> THE REQUEST:
Return everything in the records from the line containing "Rules: pick out every instance of the rear bumper" down to the line containing "point(450, 142)", both included, with every line reproduced verbatim.

> RECORDED INFORMATION:

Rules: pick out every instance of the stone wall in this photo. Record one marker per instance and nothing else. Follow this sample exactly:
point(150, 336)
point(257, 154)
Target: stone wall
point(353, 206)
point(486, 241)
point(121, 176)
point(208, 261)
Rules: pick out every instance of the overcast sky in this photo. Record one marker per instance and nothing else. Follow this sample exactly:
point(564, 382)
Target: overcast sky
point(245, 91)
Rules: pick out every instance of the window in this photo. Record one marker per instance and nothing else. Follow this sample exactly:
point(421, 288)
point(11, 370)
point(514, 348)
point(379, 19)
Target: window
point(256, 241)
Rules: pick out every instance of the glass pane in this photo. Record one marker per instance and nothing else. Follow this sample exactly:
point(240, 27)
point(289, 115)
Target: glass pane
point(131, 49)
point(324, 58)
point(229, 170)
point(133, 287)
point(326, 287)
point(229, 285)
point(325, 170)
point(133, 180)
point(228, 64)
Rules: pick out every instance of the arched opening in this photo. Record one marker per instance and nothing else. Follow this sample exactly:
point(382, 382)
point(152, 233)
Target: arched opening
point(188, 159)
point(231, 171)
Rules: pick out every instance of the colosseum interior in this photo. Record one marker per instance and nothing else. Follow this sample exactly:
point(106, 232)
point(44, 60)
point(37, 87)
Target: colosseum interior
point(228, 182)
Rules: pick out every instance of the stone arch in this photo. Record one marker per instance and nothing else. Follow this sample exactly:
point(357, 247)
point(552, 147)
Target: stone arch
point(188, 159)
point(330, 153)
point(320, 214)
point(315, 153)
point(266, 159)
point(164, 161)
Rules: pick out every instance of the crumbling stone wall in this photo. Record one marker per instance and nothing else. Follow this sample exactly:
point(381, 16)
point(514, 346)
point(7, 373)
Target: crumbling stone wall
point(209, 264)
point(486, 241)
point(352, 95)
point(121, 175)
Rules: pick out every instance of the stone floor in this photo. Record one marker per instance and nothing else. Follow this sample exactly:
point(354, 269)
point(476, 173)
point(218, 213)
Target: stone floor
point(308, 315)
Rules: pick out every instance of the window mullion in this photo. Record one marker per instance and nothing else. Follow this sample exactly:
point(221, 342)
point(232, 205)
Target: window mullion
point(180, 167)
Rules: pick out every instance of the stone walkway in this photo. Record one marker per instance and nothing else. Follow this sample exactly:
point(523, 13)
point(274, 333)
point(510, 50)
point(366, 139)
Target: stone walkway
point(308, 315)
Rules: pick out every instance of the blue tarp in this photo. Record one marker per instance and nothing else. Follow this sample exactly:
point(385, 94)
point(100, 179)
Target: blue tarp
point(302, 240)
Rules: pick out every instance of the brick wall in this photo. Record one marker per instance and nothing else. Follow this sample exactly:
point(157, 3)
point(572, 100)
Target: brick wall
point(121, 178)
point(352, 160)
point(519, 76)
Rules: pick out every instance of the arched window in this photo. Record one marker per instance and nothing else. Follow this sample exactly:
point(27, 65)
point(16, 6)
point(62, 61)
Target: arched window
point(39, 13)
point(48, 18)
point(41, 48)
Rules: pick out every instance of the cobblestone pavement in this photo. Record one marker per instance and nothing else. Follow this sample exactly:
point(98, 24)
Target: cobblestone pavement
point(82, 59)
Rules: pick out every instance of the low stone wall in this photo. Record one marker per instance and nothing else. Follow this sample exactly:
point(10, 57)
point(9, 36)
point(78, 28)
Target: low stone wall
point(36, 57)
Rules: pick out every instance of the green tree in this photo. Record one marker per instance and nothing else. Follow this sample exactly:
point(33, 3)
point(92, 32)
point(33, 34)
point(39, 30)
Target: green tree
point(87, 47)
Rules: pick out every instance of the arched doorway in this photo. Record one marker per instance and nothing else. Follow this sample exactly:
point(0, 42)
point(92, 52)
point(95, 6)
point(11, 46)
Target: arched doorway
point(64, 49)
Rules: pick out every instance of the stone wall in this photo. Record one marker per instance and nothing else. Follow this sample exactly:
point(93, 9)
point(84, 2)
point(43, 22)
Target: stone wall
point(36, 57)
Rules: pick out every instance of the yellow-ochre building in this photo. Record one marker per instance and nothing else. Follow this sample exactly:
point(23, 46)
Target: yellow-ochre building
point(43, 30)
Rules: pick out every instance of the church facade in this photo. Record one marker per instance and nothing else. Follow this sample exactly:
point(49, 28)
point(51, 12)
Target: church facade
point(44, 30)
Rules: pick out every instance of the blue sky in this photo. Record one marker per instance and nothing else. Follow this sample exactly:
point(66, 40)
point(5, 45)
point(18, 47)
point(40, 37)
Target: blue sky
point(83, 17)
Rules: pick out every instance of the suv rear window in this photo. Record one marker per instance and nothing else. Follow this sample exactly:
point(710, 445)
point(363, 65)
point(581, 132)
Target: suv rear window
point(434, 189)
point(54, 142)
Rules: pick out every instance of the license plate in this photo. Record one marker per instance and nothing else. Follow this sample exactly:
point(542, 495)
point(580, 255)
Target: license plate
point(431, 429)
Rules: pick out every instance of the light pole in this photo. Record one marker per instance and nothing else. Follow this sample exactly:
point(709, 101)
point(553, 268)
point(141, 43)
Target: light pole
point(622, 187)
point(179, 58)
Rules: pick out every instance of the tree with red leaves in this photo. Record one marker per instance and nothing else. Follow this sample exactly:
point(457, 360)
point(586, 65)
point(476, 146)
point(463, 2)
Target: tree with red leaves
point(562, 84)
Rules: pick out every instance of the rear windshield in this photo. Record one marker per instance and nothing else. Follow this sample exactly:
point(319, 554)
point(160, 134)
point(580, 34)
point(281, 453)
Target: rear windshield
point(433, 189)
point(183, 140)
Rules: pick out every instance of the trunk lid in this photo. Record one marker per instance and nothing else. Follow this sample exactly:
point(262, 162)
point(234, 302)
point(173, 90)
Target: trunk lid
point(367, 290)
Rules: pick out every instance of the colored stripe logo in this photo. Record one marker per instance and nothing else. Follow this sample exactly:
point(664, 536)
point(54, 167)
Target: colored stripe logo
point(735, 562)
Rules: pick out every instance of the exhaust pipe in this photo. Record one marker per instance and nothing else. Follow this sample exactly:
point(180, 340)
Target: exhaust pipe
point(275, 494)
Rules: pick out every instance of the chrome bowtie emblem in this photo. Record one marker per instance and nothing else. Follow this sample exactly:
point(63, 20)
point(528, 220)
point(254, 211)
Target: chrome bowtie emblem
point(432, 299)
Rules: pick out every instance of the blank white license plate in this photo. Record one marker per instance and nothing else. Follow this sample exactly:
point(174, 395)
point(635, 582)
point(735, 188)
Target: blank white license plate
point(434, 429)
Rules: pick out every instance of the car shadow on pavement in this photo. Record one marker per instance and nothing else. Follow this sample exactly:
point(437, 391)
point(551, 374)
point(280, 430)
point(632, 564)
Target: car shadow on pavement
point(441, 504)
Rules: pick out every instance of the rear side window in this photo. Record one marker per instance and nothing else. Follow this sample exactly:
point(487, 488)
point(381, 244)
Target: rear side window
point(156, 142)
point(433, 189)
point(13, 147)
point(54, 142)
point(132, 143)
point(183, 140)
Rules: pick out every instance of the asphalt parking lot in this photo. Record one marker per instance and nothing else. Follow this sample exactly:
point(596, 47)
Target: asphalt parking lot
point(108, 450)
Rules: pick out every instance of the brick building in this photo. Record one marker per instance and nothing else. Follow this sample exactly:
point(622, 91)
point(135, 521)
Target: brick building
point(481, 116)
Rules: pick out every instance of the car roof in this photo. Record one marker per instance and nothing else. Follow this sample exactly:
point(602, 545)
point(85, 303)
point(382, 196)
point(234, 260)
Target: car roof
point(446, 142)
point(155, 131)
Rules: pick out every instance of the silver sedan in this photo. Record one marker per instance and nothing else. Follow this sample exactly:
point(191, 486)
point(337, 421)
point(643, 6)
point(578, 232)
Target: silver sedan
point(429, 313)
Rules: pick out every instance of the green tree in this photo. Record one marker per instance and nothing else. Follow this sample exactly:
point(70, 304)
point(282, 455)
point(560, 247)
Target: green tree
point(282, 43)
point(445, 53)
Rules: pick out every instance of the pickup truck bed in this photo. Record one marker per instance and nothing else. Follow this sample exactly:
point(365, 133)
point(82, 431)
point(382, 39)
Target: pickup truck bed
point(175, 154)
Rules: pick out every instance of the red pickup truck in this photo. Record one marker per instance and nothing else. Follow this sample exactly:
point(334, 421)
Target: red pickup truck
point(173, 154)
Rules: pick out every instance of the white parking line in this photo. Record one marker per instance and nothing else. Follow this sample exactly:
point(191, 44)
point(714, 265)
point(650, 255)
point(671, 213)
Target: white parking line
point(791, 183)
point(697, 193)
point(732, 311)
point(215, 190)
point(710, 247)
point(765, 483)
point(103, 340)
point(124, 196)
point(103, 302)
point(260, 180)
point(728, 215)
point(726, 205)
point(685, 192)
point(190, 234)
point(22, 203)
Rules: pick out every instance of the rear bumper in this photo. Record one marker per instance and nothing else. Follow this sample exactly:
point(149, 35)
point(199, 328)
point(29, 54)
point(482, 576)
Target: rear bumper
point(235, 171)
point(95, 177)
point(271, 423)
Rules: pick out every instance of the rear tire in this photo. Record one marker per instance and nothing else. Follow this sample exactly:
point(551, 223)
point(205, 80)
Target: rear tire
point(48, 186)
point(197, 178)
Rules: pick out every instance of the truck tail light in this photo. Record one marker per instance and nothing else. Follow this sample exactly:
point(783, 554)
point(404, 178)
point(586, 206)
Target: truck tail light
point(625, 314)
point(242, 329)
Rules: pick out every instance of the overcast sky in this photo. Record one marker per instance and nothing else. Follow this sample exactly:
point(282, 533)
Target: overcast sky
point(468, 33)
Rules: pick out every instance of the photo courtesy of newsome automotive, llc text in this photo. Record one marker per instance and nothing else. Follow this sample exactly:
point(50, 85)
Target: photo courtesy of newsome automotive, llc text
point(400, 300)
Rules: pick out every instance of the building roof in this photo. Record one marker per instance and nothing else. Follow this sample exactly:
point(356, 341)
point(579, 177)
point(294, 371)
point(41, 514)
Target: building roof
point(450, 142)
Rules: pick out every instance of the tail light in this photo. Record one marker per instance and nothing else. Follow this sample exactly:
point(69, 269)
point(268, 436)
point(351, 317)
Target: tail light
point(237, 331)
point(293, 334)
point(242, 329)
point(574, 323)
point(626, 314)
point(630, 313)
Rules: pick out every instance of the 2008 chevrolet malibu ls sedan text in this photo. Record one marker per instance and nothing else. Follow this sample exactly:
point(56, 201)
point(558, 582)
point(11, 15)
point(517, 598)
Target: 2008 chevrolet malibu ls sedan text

> ANSWER FOR THIS EXERCISE:
Rules: pick out every instance of the rear bumper in this photo. Record one marker per instance and nothing else. Follow this sample exactly:
point(149, 35)
point(199, 328)
point(29, 54)
point(482, 576)
Target: rear bumper
point(235, 171)
point(95, 177)
point(271, 423)
Rules: pick out every instance of the rear tire in this photo. Record one marker per instance and nothing else. Follow this sample exactly:
point(551, 223)
point(205, 80)
Target: rear tire
point(48, 186)
point(197, 178)
Rules: pick out every instance of the truck tail light in this photo. Record one marker per instance and nothing else. Follow this sample exactly:
point(783, 554)
point(404, 178)
point(586, 206)
Target: truck tail light
point(625, 314)
point(242, 329)
Rules: pick out every instance of the overcast sky in this photo. Record one marker per instance and nothing else. Follow this sample exactly:
point(282, 533)
Target: overcast sky
point(468, 33)
Rules: pick out every instance of the photo courtesy of newsome automotive, llc text in this photo. Record one marker per instance and nothing else. Follow this sample exactly:
point(50, 85)
Target: photo courtesy of newsome automotive, llc text
point(400, 300)
Rules: pick out every instance of the building roof in this photo. Record one marker per instance and nothing else. Follow this sample exactly:
point(356, 341)
point(579, 177)
point(294, 371)
point(41, 514)
Target: building roof
point(450, 142)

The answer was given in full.